::: Extract provided :::

In [None]:
import pandas as pd
import requests

# Welcome to data exploration with Python and Jupyter!

## Here&rsquo;s what to expect:

### Morning

1. [Overview of Jupyter Notebooks](#1.-Overview-of-Jupyter)
2. [Overview of Python syntax with calculation](#2.-Overview-of-Python-syntax)
3. [Refactoring our calculation using Python data structures](#3.-Overview-of-Python-data-structures)

### After First Break

4. [Introducing pandas and cleaning text data](#4.-Introducing-pandas-and-text-cleaning)
5. [Exploration: movie quotes](#5.-Exploration:-movie-quotes)
6. [Introduction to city population data](#6.-Introduction-to-city-population-data)

### Afternoon/After Lunch

7. [City population data prep](#7.-City-population-data-prep)

::: Records supplied :::

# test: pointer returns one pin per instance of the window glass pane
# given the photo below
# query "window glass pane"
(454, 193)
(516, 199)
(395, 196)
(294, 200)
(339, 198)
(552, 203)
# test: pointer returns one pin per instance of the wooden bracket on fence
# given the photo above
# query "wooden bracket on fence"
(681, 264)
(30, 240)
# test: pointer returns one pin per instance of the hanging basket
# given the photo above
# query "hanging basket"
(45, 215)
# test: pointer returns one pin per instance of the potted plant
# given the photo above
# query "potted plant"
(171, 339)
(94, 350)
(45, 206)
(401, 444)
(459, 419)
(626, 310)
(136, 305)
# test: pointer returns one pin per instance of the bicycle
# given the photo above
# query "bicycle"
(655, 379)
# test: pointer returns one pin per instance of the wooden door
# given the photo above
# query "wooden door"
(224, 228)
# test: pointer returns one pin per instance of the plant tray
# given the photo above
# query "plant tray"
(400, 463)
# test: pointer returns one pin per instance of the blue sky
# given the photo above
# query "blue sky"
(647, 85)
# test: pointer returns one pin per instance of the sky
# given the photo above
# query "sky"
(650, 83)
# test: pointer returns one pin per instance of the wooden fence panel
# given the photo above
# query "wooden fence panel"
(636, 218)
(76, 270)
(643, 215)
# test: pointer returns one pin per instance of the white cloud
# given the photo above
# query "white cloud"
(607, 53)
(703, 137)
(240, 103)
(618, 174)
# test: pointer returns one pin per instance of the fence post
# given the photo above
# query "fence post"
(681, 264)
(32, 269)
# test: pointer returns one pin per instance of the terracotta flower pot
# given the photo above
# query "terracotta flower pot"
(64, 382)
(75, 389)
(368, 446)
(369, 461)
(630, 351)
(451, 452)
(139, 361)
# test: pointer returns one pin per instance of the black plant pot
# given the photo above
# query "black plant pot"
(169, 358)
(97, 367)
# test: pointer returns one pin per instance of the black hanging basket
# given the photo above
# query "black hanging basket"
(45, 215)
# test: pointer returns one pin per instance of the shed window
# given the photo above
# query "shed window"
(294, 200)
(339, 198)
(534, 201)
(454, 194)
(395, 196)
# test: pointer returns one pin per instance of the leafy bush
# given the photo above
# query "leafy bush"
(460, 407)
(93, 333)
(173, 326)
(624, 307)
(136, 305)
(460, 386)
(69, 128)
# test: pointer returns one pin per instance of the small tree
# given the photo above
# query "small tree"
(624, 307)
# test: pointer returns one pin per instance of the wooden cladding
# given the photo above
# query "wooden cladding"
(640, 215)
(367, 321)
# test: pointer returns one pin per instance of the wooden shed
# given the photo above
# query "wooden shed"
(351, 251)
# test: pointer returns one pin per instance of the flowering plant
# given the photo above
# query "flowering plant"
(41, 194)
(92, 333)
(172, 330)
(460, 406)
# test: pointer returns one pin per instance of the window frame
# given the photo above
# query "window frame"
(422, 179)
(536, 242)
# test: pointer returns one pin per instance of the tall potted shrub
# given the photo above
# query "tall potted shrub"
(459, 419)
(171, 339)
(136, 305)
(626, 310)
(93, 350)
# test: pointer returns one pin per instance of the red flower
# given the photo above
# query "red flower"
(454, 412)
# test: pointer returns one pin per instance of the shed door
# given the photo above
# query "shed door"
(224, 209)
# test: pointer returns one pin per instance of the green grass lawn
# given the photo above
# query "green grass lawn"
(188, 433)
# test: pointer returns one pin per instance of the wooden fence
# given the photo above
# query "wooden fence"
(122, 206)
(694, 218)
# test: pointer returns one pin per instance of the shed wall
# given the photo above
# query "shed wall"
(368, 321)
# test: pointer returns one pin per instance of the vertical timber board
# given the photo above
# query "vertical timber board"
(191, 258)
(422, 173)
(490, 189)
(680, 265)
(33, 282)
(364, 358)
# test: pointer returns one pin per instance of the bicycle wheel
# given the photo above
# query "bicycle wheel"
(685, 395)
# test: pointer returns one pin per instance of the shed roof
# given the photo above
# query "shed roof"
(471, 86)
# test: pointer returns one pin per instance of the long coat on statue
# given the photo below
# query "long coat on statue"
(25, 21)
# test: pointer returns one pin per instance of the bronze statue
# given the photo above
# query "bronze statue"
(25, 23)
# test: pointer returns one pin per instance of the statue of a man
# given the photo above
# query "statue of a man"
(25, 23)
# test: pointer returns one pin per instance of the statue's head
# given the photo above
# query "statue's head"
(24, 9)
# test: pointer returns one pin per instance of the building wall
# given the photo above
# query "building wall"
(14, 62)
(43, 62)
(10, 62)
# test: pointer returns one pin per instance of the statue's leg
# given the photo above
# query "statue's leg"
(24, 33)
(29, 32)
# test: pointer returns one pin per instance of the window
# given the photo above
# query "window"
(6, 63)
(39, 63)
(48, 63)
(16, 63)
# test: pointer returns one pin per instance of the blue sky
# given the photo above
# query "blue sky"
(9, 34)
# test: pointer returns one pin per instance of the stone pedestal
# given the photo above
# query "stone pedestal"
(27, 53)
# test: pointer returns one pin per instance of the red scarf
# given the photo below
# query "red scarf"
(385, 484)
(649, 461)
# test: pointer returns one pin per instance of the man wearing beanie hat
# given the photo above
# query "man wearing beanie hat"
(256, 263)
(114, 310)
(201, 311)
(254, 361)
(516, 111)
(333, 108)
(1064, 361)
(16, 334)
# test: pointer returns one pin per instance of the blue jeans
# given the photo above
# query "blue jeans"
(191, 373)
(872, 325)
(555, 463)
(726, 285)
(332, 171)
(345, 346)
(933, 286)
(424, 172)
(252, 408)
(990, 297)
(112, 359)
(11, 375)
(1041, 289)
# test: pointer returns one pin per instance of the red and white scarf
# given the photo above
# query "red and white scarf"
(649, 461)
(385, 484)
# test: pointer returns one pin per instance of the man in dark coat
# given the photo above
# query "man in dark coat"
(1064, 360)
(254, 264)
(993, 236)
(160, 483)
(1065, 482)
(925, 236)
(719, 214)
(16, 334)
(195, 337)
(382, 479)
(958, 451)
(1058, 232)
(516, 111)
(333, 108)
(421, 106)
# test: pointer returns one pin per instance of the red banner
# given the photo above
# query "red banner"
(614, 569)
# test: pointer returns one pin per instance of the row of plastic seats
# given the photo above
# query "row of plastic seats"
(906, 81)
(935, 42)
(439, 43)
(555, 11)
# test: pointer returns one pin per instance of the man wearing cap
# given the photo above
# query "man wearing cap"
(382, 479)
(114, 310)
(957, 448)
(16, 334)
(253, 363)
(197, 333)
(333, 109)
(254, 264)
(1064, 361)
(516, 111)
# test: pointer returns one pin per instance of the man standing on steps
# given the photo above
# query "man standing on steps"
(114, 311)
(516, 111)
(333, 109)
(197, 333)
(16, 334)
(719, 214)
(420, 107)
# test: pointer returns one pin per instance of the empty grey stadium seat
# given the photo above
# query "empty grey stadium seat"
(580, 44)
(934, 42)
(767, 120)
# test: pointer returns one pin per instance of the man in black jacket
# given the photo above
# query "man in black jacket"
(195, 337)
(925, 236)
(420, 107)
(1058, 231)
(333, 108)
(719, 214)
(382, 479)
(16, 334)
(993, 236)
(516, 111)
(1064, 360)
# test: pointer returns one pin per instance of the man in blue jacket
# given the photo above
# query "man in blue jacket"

:::

*Exercises:*
1. In the Python and Jupyter workshop outline, which two libraries does the code import?
2. Echo the part of the Python and Jupyter workshop outline starting with "6. [Introduction to" and going on through "population data prep](#7.-City-population-data-prep)".
3. Carry on the Python and Jupyter workshop outline from the point where it stops.
The records are separate material, unconnected to the workshop outline.

*Exercise responses:*
1. pandas and requests

2.
6. [Introduction to city population data](#6.-Introduction-to-city-population-data)

### Afternoon/After Lunch

7. [City population data prep](#7.-City-population-data-prep)

3.
### After Second Break

8. [Exploration: city population data](#8.-Exploration:-city-population-data)

### Generally:

# <center>CAT GIFS</center>

![yay](https://78.media.tumblr.com/42a41bd1ace113eb410b0005192c2275/tumblr_p8xzms08OS1qhy6c9o1_500.gif)

# 1. Overview of Jupyter

In [2]:
%pwd

'/Users/melissa/Documents/data-exploration-workshop/completed_notebooks'

In [22]:
%quickref

In [None]:
%who int

# 2. Overview of Python syntax

## How much money does making coffee at home save?

Simple calculation

In [5]:
# multiply coffee and tip to get cost

2 * 1.2

2.4

In [6]:
# name variables

latte = 4
drip_coffee = 2
tip = .2

How do the coffee and tip variables differ?

In [25]:
# Check `type`

print(type(latte))
print(type(tip))

<class 'int'>
<class 'float'>


# 3. Overview of Python data structures

These include lists, dictionaries, tuples and sets. However, we only need to use the first two today.

#### Create a `list` of coffee preparations that you might order.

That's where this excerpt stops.